### STATED GOAL
Copy out word for word the lines of the material below, from the line that contains "Could you please point to the vendor's" through the line that contains "column 118, row 57", and nothing else.

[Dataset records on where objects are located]

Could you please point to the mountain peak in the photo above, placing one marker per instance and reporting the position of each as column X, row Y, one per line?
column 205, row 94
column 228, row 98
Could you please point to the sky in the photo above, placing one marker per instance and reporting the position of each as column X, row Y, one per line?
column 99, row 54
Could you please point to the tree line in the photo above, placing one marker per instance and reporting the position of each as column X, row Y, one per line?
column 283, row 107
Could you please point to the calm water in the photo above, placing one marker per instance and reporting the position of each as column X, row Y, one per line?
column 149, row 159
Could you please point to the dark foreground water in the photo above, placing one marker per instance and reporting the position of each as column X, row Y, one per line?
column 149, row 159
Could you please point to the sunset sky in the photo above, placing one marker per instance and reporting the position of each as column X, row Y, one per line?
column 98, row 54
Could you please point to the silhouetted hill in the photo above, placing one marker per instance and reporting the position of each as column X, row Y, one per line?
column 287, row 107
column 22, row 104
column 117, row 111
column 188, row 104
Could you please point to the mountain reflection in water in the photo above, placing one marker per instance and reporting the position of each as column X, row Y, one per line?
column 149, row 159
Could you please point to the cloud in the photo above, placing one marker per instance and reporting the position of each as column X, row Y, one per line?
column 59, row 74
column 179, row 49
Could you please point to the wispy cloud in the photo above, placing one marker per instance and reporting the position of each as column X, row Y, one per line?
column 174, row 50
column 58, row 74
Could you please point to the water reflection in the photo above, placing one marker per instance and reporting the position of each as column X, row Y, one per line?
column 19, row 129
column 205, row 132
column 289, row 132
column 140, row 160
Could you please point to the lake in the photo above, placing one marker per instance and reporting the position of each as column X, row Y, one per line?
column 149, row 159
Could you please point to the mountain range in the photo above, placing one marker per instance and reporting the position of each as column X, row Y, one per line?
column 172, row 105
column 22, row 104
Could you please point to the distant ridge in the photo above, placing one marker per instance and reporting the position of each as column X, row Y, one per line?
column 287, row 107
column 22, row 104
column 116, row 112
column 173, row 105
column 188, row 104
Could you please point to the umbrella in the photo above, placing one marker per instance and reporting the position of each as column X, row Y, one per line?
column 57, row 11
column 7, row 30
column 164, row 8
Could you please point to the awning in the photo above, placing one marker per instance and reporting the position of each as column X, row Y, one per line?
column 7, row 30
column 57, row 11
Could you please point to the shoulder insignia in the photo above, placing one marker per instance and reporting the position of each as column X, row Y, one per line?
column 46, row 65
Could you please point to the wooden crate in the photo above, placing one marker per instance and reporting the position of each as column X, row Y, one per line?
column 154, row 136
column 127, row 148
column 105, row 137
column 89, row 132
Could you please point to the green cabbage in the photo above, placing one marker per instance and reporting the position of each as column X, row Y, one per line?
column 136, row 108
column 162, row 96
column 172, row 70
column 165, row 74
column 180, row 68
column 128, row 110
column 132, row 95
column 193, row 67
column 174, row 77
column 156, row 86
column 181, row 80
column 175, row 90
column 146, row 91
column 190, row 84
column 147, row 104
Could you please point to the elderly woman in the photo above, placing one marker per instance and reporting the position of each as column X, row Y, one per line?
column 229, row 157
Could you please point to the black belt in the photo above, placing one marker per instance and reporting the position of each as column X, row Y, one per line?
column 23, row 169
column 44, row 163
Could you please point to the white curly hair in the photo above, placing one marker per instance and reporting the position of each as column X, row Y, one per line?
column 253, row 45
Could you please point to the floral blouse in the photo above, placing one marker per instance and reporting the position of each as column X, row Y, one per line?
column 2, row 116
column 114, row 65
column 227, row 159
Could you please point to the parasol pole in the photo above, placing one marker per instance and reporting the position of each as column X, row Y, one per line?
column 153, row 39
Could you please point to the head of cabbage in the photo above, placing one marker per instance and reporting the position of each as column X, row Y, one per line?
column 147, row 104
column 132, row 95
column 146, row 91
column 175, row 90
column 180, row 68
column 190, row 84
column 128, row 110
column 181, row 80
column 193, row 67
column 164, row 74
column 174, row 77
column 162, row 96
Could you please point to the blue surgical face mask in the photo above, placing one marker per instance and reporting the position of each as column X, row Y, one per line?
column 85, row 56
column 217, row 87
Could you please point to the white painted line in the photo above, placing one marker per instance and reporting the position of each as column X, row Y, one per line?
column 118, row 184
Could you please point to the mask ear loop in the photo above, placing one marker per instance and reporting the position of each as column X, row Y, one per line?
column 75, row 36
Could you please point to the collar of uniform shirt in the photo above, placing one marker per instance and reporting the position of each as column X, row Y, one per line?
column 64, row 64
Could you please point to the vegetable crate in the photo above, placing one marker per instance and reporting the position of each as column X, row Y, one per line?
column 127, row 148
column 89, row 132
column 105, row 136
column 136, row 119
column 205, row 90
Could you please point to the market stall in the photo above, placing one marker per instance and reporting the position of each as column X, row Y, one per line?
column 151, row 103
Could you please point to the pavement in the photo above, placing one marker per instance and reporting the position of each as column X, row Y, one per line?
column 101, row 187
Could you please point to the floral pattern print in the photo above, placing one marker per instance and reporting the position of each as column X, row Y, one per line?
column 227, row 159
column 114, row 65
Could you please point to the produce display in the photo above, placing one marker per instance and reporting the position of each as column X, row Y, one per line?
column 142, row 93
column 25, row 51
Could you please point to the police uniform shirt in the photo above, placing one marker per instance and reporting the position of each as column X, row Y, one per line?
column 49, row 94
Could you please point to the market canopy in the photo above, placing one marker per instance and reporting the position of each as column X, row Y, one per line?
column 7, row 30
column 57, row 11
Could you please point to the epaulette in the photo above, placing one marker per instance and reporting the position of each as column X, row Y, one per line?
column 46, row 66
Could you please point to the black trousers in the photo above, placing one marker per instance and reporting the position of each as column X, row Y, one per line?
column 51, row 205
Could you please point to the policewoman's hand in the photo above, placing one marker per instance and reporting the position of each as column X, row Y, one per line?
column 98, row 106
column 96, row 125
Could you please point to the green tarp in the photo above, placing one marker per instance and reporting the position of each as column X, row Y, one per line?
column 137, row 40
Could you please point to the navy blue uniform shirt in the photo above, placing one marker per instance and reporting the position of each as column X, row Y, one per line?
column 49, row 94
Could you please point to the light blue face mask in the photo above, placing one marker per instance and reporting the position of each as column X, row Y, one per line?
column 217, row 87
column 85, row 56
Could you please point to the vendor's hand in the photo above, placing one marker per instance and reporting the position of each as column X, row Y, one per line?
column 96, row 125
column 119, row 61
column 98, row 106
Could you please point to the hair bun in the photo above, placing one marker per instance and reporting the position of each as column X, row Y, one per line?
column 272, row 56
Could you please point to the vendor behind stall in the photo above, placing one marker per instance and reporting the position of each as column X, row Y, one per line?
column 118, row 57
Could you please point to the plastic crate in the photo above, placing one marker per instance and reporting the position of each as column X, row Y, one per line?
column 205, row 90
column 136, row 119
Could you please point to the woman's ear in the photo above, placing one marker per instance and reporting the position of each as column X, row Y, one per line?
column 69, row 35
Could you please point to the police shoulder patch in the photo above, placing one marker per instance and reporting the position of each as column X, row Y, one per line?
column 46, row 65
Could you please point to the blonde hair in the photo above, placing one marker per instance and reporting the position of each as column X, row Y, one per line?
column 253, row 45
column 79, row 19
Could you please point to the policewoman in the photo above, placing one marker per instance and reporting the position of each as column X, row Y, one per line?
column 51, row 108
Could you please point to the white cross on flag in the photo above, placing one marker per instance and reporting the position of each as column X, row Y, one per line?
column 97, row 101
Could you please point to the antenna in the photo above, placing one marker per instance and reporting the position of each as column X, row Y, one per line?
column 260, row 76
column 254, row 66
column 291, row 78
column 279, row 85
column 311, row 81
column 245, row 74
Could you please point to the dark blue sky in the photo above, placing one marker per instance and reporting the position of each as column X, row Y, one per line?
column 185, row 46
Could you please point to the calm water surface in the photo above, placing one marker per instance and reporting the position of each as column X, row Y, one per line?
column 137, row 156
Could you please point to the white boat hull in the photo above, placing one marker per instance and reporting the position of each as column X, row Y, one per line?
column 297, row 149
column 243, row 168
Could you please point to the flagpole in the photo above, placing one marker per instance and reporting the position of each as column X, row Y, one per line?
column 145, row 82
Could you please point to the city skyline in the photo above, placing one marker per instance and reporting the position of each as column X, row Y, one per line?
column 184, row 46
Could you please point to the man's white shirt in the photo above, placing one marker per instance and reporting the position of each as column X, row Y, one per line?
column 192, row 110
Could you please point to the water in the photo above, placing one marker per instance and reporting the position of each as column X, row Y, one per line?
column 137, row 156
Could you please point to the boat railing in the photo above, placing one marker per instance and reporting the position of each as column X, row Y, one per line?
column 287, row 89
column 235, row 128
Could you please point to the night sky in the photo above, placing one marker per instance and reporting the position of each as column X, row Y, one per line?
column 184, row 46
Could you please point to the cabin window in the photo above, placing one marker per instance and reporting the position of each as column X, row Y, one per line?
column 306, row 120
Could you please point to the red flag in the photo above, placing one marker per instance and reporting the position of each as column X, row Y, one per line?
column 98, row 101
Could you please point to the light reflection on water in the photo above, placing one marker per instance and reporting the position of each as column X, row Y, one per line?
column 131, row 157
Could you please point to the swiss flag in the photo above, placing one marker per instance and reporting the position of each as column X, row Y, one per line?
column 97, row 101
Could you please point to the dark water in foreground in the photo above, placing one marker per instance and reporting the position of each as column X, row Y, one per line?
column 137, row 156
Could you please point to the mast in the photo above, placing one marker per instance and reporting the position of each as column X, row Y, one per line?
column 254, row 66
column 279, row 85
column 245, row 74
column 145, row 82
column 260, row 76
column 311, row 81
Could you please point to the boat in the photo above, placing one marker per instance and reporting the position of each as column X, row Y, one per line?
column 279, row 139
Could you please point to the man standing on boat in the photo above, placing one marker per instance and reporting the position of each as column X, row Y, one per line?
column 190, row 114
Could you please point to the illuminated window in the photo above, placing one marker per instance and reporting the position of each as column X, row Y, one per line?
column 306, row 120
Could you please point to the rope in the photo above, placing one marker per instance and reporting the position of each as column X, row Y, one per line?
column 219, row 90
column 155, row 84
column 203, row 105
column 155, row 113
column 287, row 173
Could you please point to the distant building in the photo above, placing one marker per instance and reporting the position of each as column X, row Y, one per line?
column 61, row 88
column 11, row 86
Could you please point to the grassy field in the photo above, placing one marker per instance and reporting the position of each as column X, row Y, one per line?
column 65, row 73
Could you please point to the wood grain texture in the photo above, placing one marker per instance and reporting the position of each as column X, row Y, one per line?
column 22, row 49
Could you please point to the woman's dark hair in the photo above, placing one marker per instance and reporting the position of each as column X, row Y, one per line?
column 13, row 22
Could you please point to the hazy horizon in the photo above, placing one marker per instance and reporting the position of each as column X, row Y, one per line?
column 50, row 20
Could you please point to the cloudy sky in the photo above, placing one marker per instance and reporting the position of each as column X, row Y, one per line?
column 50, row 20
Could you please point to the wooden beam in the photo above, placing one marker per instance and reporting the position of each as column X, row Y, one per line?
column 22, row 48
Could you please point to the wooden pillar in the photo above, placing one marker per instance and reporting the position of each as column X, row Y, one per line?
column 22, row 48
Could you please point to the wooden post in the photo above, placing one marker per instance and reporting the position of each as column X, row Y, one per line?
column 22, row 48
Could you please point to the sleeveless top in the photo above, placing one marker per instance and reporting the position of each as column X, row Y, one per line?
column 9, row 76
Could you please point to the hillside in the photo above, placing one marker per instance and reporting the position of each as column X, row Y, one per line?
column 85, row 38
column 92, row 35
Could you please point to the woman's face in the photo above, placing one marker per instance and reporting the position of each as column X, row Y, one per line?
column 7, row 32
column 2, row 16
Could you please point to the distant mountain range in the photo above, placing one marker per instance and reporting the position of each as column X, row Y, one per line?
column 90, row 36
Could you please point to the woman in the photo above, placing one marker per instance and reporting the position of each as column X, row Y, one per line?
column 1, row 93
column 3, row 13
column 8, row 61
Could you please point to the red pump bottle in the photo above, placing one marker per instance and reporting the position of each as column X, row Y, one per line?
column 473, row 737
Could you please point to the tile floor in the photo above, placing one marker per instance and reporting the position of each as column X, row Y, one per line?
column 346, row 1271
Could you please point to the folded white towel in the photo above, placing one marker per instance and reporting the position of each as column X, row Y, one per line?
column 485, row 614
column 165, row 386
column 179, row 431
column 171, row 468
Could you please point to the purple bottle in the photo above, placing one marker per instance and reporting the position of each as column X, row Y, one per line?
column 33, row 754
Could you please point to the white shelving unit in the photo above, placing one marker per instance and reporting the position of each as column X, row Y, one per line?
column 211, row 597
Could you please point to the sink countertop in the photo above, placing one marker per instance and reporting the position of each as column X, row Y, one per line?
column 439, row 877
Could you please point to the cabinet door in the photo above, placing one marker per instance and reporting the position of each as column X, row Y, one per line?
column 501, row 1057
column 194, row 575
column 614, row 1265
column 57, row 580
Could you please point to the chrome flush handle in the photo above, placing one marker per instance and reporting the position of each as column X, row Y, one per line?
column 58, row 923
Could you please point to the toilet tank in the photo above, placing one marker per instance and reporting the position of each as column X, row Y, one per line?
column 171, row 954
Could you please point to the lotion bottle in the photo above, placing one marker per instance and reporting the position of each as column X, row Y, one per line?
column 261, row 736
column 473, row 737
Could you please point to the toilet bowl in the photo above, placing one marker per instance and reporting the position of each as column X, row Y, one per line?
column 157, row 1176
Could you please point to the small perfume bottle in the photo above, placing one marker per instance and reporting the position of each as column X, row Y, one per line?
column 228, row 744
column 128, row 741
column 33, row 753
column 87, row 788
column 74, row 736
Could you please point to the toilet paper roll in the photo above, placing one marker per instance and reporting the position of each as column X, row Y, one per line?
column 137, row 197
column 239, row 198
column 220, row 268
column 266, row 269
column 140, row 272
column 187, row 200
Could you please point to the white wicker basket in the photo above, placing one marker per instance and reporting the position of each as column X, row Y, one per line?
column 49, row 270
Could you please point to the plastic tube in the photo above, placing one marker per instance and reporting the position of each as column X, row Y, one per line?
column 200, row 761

### TASK RESPONSE
Could you please point to the vendor's hand in the photo above, placing one marker per instance and reporting the position of each as column X, row Y, one per line?
column 96, row 125
column 119, row 61
column 98, row 106
Could you please point to the hair bun in the photo above, placing one marker per instance and reporting the position of each as column X, row Y, one per line?
column 272, row 56
Could you please point to the vendor behind stall in the photo above, placing one marker per instance and reporting the position of each as column X, row Y, one per line?
column 118, row 57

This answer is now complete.